"""

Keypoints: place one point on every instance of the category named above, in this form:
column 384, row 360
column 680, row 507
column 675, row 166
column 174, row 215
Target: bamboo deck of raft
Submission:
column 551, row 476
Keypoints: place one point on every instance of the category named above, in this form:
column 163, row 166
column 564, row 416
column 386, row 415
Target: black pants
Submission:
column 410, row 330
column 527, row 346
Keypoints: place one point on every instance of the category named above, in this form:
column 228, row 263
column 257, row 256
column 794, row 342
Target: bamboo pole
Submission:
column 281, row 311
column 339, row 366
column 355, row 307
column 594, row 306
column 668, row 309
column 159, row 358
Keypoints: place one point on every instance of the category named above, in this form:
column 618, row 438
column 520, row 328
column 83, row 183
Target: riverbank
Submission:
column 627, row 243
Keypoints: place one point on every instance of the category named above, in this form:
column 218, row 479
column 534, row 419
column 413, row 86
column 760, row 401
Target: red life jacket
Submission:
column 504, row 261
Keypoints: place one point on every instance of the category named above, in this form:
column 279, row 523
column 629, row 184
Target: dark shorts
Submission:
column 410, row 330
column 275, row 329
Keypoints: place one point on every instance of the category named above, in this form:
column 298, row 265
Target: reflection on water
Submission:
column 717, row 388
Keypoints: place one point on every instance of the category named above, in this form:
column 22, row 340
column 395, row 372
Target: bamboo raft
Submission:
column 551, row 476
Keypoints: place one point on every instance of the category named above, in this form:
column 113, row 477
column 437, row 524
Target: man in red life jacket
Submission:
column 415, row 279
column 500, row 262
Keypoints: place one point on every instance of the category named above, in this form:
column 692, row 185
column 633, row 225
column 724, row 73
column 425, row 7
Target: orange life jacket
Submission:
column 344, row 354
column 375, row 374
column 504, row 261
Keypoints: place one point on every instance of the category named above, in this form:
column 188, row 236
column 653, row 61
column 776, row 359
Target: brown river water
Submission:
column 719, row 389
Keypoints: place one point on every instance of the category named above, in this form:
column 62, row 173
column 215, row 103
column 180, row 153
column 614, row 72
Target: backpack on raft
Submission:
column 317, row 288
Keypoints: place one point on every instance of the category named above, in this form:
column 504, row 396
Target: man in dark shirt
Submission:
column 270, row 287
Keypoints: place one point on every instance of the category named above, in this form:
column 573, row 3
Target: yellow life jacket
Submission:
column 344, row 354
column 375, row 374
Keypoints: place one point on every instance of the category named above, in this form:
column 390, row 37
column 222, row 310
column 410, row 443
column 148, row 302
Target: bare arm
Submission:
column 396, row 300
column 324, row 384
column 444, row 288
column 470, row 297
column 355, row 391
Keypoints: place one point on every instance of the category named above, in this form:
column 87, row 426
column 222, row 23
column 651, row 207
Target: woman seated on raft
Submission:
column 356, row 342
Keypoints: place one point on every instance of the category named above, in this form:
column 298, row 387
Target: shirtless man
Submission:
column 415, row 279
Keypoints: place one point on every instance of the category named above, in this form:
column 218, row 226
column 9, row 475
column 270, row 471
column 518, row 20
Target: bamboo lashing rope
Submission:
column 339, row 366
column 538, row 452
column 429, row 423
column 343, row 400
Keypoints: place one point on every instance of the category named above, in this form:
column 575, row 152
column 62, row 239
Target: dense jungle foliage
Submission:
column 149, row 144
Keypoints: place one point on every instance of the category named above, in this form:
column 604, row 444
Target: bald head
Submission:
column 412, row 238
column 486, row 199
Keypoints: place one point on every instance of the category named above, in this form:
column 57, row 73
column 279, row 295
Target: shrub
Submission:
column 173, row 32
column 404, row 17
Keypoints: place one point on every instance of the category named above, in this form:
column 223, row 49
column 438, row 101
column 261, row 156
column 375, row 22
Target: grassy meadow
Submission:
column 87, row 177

"""

*What is required*: Revise the listing above so that every "Target" becomes "Label", leaving everything else unchanged.

*Answer for the task*:
Keypoints: place one point on every instance of the category named above, in this form:
column 384, row 360
column 680, row 507
column 675, row 166
column 174, row 215
Label: bamboo deck of raft
Submission:
column 551, row 476
Keypoints: place one point on every instance of the category named above, in this form:
column 163, row 166
column 564, row 416
column 386, row 415
Label: black pants
Submission:
column 410, row 330
column 527, row 346
Keypoints: place one point on every instance of the category named above, in this form:
column 228, row 263
column 257, row 256
column 794, row 342
Label: bamboo pole
Submission:
column 281, row 311
column 339, row 366
column 355, row 307
column 594, row 306
column 668, row 309
column 159, row 358
Keypoints: place one point on every instance of the category named above, in this form:
column 618, row 438
column 520, row 328
column 83, row 183
Label: riverbank
Submission:
column 627, row 243
Keypoints: place one point on every instance of the category named above, in this form:
column 218, row 479
column 534, row 419
column 413, row 86
column 760, row 401
Label: red life jacket
Submission:
column 504, row 261
Keypoints: place one point on every instance of the category named above, in this form:
column 279, row 523
column 629, row 184
Label: dark shorts
Submission:
column 410, row 330
column 275, row 329
Keypoints: place one point on every instance of the category named above, in this form:
column 298, row 265
Label: reflection on water
Submission:
column 717, row 388
Keypoints: place one point on every instance of the category named above, in this form:
column 22, row 340
column 395, row 372
Label: bamboo raft
Submission:
column 551, row 476
Keypoints: place one point on every instance of the category named above, in this form:
column 113, row 477
column 437, row 524
Label: man in red life jacket
Submission:
column 415, row 279
column 500, row 262
Keypoints: place one point on every instance of the category named above, in this form:
column 692, row 185
column 633, row 225
column 724, row 73
column 425, row 7
Label: orange life jacket
Submission:
column 344, row 354
column 375, row 374
column 504, row 261
Keypoints: place one point on every instance of the category named above, in this form:
column 188, row 236
column 653, row 61
column 776, row 359
Label: brown river water
Submission:
column 719, row 389
Keypoints: place one point on every instance of the category named above, in this form:
column 62, row 173
column 215, row 103
column 180, row 153
column 614, row 72
Label: backpack on raft
Submission:
column 317, row 288
Keypoints: place one point on every instance of the category named above, in this form:
column 504, row 396
Label: man in dark shirt
Submission:
column 270, row 287
Keypoints: place one point on every instance of the category named above, in this form:
column 573, row 3
Label: yellow life jacket
Submission:
column 344, row 354
column 375, row 374
Keypoints: place one point on every instance of the category named above, in this form:
column 390, row 37
column 222, row 310
column 410, row 443
column 148, row 302
Label: bare arm
Submission:
column 396, row 300
column 324, row 384
column 444, row 288
column 470, row 297
column 355, row 391
Keypoints: place one point on every instance of the category named above, in this form:
column 87, row 426
column 222, row 23
column 651, row 207
Label: woman seated on raft
Submission:
column 356, row 342
Keypoints: place one point on every instance of the category named above, in this form:
column 298, row 387
Label: shirtless man
Submission:
column 415, row 279
Keypoints: place one point on every instance of the category named above, in this form:
column 218, row 226
column 9, row 475
column 270, row 471
column 518, row 20
Label: bamboo lashing rope
Submission:
column 339, row 366
column 538, row 452
column 429, row 423
column 343, row 400
Keypoints: place one point on every instance of the category named above, in this form:
column 575, row 152
column 62, row 239
Label: dense jungle foliage
Submission:
column 149, row 144
Keypoints: place one point on every instance of the category named above, in this form:
column 604, row 444
Label: bald head
Submission:
column 412, row 238
column 486, row 199
Keypoints: place one point on every instance of the category named above, in this form:
column 57, row 73
column 279, row 295
Label: shrub
Submission:
column 173, row 32
column 404, row 17
Keypoints: place one point on every instance of the category named above, in this form:
column 223, row 49
column 438, row 101
column 261, row 156
column 375, row 22
Label: grassy meadow
Submission:
column 87, row 177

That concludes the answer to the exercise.